(Annotation dataset entries)

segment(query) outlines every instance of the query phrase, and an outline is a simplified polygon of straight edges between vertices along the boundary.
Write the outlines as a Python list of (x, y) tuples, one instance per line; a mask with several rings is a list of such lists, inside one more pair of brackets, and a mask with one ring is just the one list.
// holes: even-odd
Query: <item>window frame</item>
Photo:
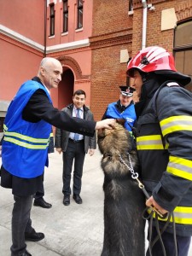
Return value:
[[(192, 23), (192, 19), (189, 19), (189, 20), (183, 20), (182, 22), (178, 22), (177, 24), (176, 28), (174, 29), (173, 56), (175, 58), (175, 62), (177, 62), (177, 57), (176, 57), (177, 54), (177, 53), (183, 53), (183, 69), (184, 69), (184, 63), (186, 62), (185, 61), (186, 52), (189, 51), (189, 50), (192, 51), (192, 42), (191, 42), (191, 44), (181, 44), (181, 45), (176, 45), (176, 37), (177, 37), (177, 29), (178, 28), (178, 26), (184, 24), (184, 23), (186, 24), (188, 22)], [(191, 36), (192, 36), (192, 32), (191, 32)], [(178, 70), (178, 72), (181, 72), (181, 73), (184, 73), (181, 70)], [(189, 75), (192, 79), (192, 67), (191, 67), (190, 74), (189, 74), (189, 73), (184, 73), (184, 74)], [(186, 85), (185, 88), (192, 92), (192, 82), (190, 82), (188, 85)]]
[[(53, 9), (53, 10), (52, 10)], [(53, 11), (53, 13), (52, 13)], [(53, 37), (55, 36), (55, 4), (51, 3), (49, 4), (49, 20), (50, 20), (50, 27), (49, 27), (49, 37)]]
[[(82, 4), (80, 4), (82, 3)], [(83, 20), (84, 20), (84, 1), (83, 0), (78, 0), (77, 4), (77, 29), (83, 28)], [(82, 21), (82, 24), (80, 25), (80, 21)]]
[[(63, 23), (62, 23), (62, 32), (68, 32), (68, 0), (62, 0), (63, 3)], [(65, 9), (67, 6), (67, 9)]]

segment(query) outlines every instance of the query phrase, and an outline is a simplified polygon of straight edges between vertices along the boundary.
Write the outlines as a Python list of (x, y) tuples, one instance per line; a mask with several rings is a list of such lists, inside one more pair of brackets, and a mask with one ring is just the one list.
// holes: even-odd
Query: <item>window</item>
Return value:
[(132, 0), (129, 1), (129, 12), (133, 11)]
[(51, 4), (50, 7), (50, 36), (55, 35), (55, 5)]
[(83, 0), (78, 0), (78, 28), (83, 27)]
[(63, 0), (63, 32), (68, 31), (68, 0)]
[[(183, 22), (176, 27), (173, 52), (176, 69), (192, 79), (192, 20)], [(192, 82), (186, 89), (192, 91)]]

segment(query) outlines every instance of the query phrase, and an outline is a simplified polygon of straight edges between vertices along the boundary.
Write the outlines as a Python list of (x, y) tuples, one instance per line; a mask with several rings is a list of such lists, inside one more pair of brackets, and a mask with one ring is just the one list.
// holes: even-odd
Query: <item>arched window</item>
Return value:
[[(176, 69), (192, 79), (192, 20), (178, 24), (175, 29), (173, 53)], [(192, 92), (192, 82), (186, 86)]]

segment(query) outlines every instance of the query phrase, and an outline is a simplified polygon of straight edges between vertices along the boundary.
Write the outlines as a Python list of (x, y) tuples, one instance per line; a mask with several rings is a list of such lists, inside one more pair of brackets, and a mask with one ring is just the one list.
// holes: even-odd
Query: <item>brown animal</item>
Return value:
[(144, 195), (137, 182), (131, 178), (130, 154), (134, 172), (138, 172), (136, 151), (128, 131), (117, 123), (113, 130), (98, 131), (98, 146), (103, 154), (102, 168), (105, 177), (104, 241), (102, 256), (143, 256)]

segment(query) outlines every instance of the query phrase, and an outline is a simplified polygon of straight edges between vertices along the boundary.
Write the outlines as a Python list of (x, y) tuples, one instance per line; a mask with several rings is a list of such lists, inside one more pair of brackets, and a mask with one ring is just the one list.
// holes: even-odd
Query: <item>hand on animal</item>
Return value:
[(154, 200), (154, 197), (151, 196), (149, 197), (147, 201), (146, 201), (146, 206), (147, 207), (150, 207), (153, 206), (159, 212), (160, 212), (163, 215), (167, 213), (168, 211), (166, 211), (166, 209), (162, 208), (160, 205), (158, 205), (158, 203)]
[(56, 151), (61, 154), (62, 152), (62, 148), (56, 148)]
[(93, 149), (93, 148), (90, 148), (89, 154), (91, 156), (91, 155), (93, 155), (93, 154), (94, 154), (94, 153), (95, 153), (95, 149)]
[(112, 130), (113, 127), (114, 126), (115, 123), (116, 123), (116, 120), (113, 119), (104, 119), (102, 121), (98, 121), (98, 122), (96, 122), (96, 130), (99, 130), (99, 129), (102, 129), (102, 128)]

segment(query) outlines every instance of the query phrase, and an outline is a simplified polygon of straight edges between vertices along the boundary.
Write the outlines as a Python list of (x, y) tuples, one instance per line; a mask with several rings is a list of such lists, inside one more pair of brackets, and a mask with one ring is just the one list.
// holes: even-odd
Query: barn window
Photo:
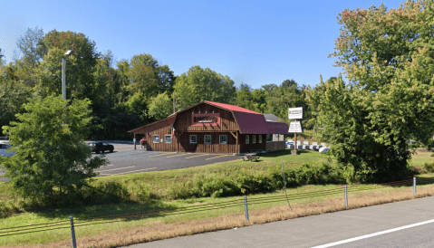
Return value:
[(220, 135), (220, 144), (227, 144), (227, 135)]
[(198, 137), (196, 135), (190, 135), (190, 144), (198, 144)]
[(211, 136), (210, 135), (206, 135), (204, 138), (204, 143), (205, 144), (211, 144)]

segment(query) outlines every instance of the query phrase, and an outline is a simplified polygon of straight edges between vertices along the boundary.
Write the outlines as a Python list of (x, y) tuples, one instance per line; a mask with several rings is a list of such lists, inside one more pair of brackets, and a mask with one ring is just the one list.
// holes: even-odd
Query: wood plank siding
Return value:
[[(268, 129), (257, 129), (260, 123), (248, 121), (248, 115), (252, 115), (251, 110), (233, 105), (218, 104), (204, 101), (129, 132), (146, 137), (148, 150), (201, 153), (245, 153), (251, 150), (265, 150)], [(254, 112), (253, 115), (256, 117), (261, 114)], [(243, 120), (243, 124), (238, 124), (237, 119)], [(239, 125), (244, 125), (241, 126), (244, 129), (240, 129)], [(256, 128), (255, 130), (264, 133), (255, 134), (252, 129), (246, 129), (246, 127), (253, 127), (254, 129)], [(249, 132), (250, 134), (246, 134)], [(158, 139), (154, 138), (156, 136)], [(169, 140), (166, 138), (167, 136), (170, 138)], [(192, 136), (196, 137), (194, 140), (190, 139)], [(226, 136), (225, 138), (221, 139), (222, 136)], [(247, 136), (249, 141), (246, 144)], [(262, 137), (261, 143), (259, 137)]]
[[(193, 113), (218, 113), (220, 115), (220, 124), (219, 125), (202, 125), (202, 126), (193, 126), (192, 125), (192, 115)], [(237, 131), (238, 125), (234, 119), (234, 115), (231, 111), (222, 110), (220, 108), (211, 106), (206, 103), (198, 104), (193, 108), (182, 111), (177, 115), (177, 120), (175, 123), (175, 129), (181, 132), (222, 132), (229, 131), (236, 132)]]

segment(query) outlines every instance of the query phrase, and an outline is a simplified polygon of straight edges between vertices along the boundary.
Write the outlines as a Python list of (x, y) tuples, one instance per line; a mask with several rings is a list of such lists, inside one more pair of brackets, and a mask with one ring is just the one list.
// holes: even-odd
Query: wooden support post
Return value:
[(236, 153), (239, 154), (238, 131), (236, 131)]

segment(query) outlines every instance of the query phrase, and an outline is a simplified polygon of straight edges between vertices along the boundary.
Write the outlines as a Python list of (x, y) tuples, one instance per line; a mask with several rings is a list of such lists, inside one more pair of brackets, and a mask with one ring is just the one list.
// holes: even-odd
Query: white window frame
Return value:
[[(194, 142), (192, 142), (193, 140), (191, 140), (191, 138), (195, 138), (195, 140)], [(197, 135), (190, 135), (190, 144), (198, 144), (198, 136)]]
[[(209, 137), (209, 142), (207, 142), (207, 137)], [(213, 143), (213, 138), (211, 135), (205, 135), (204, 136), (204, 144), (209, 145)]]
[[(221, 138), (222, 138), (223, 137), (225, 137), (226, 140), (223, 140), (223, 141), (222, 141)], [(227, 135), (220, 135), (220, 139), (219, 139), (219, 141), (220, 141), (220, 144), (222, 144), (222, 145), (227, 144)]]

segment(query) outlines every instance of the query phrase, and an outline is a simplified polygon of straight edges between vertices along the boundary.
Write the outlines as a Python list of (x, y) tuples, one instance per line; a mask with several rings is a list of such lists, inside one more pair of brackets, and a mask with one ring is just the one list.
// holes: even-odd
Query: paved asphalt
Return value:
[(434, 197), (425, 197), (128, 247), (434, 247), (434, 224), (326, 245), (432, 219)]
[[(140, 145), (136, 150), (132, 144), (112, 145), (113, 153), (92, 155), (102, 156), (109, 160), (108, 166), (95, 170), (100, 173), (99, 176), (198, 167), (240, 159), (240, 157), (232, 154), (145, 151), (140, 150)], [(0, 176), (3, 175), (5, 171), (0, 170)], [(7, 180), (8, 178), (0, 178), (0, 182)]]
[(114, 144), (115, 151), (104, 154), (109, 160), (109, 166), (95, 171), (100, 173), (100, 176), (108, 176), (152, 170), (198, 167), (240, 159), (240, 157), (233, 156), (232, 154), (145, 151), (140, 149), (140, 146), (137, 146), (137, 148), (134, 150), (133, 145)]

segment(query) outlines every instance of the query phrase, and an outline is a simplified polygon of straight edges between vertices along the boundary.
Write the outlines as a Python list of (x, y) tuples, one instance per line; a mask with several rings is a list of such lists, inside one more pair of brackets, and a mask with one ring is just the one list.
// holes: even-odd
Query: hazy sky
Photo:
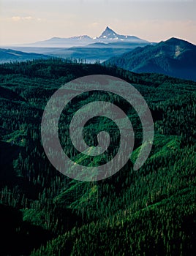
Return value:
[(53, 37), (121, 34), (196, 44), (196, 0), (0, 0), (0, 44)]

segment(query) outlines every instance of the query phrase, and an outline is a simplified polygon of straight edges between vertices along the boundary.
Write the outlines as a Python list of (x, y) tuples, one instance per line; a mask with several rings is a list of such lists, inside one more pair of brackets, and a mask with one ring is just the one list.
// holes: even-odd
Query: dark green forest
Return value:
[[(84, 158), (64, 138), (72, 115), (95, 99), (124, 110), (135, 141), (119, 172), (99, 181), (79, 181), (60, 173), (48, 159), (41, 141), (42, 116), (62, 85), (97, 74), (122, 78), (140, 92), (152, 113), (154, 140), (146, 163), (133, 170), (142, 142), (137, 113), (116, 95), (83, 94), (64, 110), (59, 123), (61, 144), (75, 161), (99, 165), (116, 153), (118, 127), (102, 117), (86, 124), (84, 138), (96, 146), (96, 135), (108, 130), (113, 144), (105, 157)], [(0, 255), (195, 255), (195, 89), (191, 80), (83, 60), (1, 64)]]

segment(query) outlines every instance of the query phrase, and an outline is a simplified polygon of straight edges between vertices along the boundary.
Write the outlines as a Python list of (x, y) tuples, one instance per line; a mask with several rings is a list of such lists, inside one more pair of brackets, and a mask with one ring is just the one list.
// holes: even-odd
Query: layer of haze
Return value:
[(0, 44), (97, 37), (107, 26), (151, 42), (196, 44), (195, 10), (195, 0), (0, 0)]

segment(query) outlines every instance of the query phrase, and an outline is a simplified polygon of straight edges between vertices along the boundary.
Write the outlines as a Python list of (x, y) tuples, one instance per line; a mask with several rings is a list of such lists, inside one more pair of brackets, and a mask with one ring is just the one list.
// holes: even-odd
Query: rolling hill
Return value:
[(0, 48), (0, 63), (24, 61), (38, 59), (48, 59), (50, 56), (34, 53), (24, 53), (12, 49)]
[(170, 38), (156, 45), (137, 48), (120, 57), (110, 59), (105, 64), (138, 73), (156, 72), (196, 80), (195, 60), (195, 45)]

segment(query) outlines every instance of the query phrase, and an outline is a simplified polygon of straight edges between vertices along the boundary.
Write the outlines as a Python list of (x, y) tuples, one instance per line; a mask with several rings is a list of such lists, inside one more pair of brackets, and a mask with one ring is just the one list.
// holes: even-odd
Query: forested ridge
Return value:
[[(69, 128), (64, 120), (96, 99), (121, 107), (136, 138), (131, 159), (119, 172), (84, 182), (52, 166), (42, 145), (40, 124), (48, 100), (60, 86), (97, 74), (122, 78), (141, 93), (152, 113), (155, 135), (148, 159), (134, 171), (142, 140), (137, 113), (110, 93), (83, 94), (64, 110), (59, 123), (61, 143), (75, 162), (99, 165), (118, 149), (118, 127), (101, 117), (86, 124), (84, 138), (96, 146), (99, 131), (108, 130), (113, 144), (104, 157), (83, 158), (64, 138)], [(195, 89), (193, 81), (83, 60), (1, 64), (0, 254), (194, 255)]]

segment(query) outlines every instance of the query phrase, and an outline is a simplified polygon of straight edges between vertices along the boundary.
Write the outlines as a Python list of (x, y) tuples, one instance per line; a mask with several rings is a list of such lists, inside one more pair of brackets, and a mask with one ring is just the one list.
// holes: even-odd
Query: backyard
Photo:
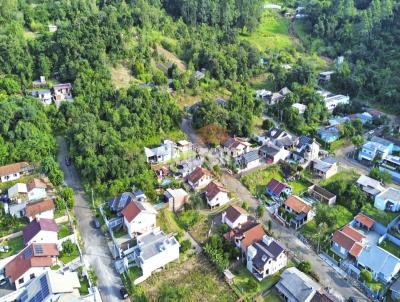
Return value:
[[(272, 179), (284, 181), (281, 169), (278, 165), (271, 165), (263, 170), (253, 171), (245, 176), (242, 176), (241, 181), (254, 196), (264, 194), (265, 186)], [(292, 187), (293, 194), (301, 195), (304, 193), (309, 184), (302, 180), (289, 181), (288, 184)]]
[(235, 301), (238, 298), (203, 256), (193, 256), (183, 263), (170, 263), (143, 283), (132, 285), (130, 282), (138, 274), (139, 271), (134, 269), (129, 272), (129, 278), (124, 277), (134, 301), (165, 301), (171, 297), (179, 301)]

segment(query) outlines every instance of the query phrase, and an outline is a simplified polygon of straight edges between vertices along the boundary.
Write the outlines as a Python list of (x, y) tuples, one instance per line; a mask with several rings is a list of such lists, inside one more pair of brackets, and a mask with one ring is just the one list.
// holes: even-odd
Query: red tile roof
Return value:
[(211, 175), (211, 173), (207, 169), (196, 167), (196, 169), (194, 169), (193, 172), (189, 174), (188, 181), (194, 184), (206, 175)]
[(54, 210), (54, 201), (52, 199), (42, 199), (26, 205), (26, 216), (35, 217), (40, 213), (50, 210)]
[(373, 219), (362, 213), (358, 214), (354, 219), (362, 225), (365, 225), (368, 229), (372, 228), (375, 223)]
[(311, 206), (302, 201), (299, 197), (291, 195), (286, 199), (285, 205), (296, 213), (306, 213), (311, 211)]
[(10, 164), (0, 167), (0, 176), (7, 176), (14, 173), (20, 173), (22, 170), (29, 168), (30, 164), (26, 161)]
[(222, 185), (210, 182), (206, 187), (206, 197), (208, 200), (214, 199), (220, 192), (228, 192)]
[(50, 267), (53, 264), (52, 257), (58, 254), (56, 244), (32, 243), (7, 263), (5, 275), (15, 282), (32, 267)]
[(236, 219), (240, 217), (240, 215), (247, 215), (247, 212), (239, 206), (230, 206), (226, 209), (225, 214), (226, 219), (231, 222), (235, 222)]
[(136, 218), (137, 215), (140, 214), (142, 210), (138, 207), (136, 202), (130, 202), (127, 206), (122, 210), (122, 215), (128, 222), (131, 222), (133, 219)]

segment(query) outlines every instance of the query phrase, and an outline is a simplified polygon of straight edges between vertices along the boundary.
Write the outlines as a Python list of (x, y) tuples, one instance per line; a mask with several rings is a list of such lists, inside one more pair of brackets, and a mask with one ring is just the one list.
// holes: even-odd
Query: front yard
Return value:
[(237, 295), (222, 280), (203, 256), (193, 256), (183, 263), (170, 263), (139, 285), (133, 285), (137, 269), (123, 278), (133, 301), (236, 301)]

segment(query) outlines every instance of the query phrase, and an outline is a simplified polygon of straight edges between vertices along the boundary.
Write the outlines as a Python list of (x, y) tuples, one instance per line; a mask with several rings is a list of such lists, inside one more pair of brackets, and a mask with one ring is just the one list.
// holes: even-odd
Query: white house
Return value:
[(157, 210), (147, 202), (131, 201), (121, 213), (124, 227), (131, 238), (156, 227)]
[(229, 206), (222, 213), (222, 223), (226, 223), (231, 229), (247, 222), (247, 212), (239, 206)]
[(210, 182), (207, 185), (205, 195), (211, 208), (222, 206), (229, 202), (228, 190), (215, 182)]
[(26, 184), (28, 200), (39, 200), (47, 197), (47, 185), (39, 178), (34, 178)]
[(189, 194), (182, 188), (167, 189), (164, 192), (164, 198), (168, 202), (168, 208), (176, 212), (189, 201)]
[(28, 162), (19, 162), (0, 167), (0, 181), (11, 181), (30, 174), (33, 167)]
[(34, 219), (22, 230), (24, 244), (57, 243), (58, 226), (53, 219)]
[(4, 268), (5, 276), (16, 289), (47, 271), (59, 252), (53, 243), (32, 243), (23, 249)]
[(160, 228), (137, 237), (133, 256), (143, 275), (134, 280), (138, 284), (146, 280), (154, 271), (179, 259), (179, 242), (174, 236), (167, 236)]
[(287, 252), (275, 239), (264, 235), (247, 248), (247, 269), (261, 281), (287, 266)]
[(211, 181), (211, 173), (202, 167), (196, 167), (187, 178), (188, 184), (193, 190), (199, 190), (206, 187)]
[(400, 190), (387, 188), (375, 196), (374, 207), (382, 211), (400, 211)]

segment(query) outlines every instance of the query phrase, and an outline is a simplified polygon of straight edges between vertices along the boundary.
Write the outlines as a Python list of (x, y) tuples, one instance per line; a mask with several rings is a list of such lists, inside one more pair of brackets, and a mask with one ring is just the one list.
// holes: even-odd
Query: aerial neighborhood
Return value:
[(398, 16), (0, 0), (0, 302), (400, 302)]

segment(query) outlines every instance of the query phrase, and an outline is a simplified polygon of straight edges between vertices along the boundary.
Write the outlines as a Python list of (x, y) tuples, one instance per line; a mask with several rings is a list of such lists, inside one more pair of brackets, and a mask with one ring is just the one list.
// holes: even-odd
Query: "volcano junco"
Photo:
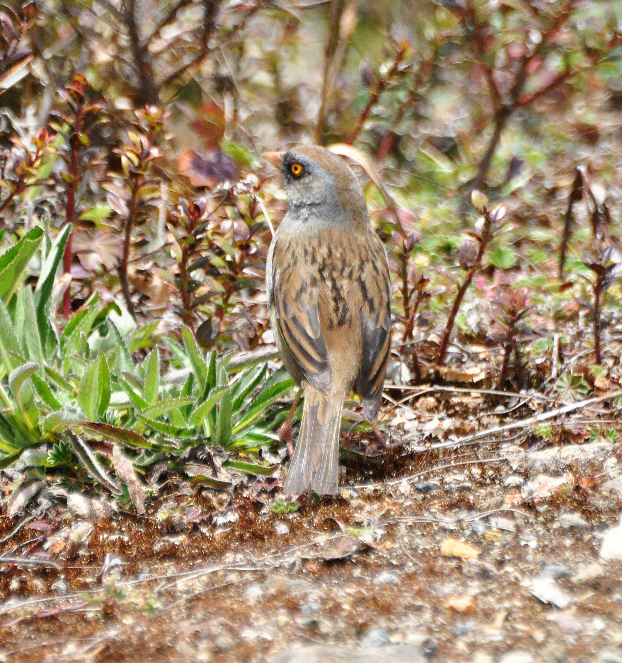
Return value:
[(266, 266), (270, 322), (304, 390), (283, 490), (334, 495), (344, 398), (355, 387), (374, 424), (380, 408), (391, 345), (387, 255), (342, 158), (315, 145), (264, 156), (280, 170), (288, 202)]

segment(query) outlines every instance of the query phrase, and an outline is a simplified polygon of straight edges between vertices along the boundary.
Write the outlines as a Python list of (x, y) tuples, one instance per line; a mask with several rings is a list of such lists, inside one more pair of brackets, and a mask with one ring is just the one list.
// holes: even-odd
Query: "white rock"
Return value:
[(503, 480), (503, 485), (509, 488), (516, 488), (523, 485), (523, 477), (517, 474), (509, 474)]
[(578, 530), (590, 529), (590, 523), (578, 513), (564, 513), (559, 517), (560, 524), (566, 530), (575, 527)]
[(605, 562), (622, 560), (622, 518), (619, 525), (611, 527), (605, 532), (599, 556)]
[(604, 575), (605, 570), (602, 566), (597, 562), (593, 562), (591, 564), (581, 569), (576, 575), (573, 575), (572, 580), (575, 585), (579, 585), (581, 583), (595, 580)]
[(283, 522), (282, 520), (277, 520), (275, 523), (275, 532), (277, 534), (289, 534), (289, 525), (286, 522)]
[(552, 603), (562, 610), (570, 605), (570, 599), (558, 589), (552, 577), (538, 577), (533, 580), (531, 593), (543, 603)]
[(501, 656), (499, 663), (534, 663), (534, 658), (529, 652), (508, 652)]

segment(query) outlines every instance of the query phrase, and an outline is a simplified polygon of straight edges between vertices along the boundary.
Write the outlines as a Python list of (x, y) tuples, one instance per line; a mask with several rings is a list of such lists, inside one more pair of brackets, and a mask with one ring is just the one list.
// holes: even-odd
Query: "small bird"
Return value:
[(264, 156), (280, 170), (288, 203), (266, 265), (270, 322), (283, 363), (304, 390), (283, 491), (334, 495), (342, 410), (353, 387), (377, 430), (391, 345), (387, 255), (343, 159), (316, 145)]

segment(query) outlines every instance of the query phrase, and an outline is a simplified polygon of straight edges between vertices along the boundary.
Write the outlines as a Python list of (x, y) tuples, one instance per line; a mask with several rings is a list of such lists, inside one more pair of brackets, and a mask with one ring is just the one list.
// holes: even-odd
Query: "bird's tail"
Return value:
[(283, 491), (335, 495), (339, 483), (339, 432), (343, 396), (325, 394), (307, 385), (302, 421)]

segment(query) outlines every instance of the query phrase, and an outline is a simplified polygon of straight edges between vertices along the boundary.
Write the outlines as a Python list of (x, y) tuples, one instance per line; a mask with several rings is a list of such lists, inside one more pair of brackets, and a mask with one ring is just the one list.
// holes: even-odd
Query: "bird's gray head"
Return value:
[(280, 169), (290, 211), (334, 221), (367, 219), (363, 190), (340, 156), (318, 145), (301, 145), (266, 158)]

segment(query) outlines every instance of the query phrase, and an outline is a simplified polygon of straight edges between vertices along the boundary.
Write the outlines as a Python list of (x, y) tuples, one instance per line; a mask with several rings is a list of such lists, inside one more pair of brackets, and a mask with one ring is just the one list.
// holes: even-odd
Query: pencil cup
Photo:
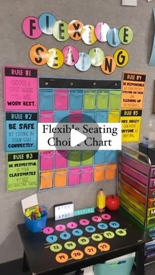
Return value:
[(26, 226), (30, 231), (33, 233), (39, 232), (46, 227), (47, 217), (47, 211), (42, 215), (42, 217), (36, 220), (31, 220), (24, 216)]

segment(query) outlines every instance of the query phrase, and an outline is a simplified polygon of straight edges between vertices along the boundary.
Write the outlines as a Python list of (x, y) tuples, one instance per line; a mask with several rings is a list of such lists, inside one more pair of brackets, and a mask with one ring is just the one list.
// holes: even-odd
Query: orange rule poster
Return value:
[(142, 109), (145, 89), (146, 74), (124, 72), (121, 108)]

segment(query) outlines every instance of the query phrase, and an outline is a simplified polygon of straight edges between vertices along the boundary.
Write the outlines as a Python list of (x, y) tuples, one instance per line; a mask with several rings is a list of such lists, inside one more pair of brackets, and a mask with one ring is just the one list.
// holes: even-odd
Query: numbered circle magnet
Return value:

* [Goal of the exercise]
Pull out every line of the records above that contains the string "white". The match is case-sensitive.

* [Expected answer]
Query: white window frame
Query: white house
Query: "white rock"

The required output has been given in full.